*Task prompt*
Please transcribe the data exactly, with nothing left out.

[Records from a data collection]
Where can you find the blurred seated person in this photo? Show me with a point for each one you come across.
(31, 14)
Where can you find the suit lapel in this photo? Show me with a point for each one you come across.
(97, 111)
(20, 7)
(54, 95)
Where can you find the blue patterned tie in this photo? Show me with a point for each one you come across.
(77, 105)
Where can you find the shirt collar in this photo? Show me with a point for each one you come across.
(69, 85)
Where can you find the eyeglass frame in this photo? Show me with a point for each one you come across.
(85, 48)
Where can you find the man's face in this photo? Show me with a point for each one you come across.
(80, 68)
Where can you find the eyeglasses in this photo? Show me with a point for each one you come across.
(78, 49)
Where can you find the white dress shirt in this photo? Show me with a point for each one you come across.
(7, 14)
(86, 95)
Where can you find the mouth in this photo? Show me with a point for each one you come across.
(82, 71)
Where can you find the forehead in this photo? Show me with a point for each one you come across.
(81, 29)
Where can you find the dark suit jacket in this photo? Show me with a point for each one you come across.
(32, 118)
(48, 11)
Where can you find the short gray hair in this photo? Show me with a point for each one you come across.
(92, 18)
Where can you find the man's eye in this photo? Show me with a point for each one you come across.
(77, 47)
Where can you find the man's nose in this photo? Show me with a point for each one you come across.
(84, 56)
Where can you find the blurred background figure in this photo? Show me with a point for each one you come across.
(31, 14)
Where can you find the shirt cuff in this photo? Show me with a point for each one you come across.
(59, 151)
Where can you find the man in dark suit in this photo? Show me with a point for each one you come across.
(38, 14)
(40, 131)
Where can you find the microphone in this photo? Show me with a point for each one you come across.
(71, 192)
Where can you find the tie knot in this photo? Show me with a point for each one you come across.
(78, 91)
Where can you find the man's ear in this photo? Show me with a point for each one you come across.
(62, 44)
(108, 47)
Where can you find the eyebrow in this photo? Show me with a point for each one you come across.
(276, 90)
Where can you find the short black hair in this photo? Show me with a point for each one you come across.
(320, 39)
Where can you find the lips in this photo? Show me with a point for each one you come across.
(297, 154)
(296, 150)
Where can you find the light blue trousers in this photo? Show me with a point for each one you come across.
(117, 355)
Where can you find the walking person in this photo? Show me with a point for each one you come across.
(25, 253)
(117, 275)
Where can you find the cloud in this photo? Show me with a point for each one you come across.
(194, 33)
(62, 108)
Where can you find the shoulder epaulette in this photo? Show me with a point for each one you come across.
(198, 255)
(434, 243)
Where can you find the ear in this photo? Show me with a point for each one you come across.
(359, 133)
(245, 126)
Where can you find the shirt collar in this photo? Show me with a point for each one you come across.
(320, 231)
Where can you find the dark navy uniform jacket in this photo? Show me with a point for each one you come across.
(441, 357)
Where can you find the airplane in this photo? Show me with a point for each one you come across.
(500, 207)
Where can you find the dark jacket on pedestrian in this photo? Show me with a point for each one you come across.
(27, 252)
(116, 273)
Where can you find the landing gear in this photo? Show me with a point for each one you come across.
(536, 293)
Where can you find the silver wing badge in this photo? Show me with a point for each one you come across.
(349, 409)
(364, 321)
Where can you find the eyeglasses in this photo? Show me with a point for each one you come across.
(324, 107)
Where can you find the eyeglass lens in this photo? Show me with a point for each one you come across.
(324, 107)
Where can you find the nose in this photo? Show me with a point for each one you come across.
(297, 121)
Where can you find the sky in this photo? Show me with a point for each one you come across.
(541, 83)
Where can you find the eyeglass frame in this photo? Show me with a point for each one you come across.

*Result for this task*
Where can you find the blurred seated person in this photo? Show me with a point for each one you come across.
(31, 14)
Where can you find the suit lapel in this photo? Show me with a point for each one you come across.
(97, 111)
(20, 7)
(54, 95)
Where can you find the blue patterned tie in this photo? Show me with a point for each one you come across.
(77, 105)
Where can you find the shirt collar in this photo? Show me with a point for each one you come across.
(69, 85)
Where can you find the eyeglass frame in this photo? Show me with a point for each one you come across.
(85, 48)
Where can you find the man's face in this photo? Show me with a point for each one you come across.
(80, 68)
Where can you find the eyeglasses in this photo? Show me with a point for each one you come across.
(78, 49)
Where can you find the white dress shirt in this photo? Show me with a point for each one you come across.
(7, 14)
(86, 95)
Where can you find the mouth in this photo? Show me with a point for each one you come across.
(82, 71)
Where can you find the forehead in this photo? Show me with a point for each one you come across.
(81, 29)
Where can you find the dark suit jacket in this photo? Show me with a point for each one you come across.
(32, 118)
(48, 11)
Where can you find the short gray hair in this photo? Show me with a point for each one you come across.
(92, 18)
Where can you find the man's eye in this photo? Show me with a point for each one you come across.
(77, 47)
Where can you find the man's nose in this photo? Show me with a point for each one you come across.
(84, 56)
Where can you find the blurred background figure in this photo? Show me with a point for each one you come across.
(31, 14)
Where can you find the shirt cuff in this photo? Show me with a point for each one you come across.
(59, 151)
Where can you find the man in dark suit in this photo? Show me with a point for each one you come across.
(38, 14)
(40, 131)
Where can you find the microphone in this photo? Show me with a point for each one you come across.
(71, 192)
Where can you find the tie knot in this photo? Show me with a point for each one you come across.
(78, 91)
Where can you find the man's ear in this photo? Show me with a point for each one you come across.
(62, 44)
(108, 47)
Where can you find the eyebrow in this photo? Show me with a point for each one you come across.
(276, 90)
Where can you find the short black hair in this photo? Show me with a point for each one you come across.
(320, 39)
Where can you find the lips in this photo? Show me with a point for each one you come across.
(297, 154)
(296, 150)
Where can you find the light blue trousers in this photo? Show me with a point for each one you come across.
(117, 355)
Where can you find the walking person in this photo? Show me with a point for each one you come across.
(25, 253)
(117, 275)
Where can you find the cloud in this photo? Show me with a point for each one you come across.
(194, 33)
(62, 108)
Where can you find the shoulder epaulette in this photo? Show me with a point for each one you come across.
(198, 255)
(434, 243)
Where can you find the ear in this photo? Show me with a point for each one you come across.
(359, 133)
(245, 126)
Where can you find the shirt collar in this photo? Show me with a point for each one you come across.
(320, 231)
Where can you find the dark navy uniform jacket in this photo? Show me with a point for each one you come across.
(441, 357)
Where can you find the airplane in this photo? Show me with a point for each one you come across.
(500, 207)
Where can you find the dark jacket on pedestrian in this photo? Show me with a point for each one you come across.
(27, 252)
(116, 273)
Where can you find the landing gear in this photo? Show me with a point for each one you come across.
(536, 293)
Where can you find the silver wing badge in this photo? Show me with a point for each one you come across.
(349, 409)
(364, 321)
Where can you find the eyeglasses in this photo? Show me with a point for each one you come across.
(324, 107)
Where can you find the eyeglass lens in this photo? Show me with a point for each one you come across.
(324, 107)
Where can you find the nose in this photo? Show me with a point for each one you come across.
(297, 121)
Where can you find the sky in this photo? Show me with a point for each one you come across.
(541, 83)
Where can you find the eyeglass frame in this photo? Show me with a point for each one you come across.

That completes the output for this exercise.